Supplied entries -

--*--

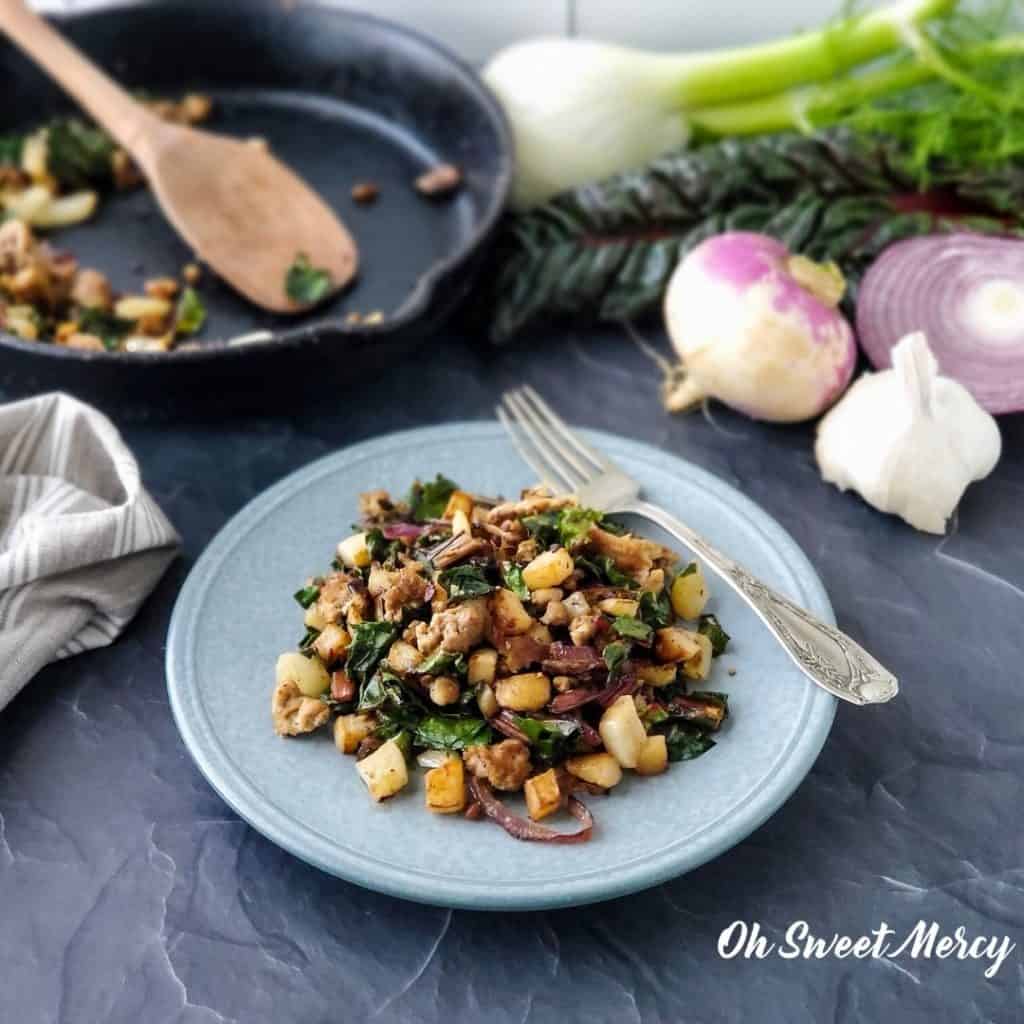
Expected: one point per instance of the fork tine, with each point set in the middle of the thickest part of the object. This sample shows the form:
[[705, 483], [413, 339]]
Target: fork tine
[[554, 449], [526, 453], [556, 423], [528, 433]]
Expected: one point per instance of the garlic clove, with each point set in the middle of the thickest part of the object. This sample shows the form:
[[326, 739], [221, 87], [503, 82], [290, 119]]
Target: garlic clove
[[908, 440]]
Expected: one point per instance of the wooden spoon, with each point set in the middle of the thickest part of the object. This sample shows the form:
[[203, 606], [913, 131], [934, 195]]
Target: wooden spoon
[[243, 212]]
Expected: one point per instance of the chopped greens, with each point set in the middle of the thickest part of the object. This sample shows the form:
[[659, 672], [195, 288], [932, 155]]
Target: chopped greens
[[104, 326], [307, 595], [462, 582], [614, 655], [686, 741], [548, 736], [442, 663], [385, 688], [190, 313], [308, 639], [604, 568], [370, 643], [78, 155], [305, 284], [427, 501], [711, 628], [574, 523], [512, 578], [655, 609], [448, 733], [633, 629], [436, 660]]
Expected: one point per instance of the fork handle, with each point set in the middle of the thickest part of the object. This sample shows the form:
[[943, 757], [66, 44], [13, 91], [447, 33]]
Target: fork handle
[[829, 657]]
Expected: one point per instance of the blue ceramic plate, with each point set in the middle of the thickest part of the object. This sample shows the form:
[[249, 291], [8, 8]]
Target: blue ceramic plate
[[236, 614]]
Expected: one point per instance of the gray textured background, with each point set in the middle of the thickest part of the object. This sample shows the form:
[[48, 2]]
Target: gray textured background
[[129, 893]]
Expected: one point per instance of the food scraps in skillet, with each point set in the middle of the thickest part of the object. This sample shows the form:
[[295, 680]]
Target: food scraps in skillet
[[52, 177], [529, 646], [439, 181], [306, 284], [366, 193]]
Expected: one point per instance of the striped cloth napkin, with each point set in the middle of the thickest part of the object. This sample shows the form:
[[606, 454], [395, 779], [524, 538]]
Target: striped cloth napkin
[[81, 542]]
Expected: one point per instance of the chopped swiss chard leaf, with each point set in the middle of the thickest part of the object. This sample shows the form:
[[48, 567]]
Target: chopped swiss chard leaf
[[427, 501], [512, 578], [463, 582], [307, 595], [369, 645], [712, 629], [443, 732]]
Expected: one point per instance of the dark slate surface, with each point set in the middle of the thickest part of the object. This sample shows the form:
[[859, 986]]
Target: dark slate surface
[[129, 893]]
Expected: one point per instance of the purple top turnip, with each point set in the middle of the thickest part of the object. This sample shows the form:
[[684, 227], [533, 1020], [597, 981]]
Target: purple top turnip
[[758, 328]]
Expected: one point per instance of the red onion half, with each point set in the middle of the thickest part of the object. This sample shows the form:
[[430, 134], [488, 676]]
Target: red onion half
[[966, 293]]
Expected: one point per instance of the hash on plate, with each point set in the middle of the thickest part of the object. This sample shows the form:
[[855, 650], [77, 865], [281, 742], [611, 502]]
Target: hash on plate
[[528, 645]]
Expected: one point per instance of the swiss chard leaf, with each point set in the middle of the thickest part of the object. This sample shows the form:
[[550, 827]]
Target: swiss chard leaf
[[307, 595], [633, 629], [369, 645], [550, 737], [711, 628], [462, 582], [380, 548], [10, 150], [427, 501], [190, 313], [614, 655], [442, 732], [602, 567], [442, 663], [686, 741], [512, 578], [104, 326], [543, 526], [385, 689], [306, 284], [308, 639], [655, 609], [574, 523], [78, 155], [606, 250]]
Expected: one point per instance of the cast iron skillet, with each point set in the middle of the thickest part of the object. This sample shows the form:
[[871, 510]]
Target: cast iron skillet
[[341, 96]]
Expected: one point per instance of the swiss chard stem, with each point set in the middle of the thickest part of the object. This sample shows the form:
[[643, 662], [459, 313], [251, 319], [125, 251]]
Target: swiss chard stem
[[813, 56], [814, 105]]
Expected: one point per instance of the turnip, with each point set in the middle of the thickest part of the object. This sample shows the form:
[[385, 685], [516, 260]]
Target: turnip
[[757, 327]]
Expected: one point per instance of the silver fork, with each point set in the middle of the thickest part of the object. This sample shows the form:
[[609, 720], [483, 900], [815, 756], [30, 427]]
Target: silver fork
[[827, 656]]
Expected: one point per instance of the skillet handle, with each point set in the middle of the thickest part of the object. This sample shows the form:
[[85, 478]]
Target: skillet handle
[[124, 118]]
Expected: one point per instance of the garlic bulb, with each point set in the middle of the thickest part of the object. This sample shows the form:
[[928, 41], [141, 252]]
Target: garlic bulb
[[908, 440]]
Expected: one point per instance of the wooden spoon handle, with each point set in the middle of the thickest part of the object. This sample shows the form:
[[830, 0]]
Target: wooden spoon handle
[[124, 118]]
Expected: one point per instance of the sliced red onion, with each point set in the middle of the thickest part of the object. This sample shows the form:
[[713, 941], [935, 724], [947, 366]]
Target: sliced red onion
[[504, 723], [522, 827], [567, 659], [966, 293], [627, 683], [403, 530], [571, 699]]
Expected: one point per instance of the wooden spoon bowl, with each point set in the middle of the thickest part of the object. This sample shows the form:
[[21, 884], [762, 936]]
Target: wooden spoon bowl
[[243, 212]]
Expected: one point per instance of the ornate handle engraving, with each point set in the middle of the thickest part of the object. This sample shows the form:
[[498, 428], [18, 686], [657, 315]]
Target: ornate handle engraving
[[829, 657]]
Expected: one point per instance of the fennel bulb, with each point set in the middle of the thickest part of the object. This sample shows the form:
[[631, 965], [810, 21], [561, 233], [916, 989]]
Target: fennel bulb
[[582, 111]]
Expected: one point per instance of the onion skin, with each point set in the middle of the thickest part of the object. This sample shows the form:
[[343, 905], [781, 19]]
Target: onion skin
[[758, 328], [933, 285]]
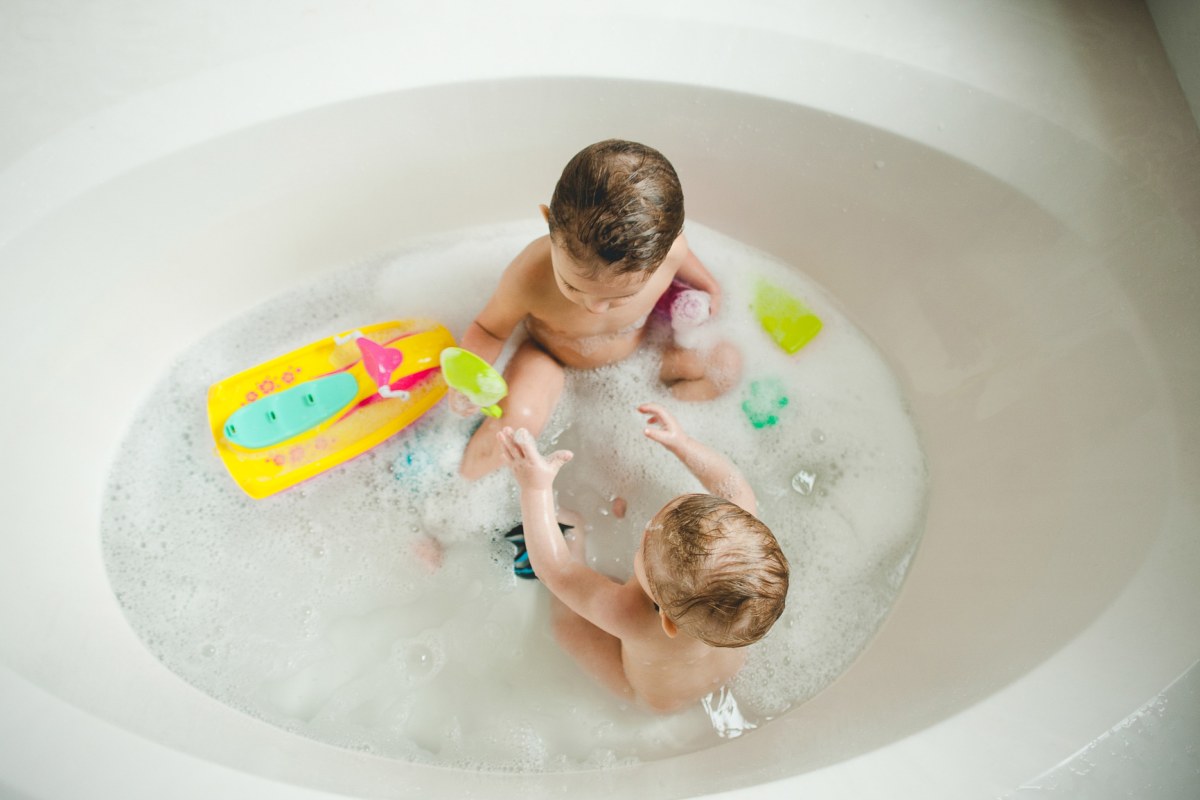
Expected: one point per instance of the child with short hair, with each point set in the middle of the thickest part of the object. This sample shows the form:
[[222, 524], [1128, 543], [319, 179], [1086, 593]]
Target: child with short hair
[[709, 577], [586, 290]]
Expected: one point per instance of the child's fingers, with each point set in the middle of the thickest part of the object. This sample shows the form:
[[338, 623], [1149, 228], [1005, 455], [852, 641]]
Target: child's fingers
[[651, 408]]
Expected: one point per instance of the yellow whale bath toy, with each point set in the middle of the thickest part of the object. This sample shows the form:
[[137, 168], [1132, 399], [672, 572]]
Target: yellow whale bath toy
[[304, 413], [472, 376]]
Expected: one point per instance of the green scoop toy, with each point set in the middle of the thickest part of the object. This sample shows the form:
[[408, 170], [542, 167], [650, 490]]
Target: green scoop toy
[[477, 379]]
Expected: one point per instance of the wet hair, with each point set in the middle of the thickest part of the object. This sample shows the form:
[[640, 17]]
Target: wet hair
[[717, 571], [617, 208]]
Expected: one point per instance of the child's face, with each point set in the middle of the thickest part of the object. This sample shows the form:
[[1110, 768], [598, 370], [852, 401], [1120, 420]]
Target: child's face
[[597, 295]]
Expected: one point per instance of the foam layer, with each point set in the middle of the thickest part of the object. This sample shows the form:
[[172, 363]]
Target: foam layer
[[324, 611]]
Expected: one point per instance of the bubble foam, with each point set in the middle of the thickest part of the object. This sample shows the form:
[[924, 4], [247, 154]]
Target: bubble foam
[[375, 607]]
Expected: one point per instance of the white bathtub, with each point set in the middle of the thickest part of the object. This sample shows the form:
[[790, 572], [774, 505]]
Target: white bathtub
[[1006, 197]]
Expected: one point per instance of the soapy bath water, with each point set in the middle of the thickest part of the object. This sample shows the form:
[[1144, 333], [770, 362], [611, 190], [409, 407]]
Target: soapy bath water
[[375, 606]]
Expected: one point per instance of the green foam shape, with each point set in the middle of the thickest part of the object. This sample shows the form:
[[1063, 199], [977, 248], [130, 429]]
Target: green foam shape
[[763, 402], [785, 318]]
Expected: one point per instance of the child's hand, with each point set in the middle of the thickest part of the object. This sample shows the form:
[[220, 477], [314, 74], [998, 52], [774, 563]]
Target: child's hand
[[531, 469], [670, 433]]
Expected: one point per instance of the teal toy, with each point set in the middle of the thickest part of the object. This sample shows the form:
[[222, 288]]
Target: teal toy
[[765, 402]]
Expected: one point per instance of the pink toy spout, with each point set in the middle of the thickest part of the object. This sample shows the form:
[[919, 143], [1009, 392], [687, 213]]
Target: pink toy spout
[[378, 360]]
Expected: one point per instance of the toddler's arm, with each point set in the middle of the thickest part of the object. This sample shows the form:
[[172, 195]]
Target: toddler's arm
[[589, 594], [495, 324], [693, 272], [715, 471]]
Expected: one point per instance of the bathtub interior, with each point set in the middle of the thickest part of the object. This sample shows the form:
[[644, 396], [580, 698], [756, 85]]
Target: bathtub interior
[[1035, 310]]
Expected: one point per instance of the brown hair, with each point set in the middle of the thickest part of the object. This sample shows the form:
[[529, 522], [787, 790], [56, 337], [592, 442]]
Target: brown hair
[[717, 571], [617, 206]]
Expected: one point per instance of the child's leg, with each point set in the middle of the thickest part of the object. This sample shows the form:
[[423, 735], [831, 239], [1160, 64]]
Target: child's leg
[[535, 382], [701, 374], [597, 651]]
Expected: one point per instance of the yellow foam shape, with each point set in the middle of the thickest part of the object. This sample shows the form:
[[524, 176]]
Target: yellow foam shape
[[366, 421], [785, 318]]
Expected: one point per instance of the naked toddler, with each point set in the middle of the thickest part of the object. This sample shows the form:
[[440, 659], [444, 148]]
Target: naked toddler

--*--

Problem details - Copy the rows word for word, starting at the very beginning of the rows and ending with the line that contains "629], [436, 660]]". Leave the pictures out of your answer.

Response -
Expected: one point per instance of the fork tine, with each point set in the middle of the thickest part of the object. This sample shows the form:
[[705, 483], [413, 339]]
Target: fork tine
[[554, 449], [526, 453], [556, 423], [528, 433]]
Expected: one point per instance of the garlic clove, with each point set in the middle of the thickest part of the object. This sample shows the form:
[[326, 739], [221, 87], [503, 82], [290, 119]]
Target: garlic clove
[[908, 440]]
Expected: one point per instance of the wooden spoon, with each point set in the middle of the thickest part of the object. This sample shows the form:
[[203, 606], [913, 131], [934, 195]]
Target: wooden spoon
[[243, 212]]
Expected: one point per instance of the chopped greens, with each point set in the middle of the thickest part of the object. This sample shows the form:
[[659, 672], [195, 288], [932, 155]]
Target: chopped greens
[[104, 326], [307, 595], [462, 582], [614, 655], [686, 741], [548, 736], [442, 663], [385, 688], [190, 313], [308, 639], [604, 568], [370, 643], [78, 155], [305, 284], [427, 501], [711, 628], [574, 523], [512, 578], [655, 609], [448, 733], [633, 629], [436, 660]]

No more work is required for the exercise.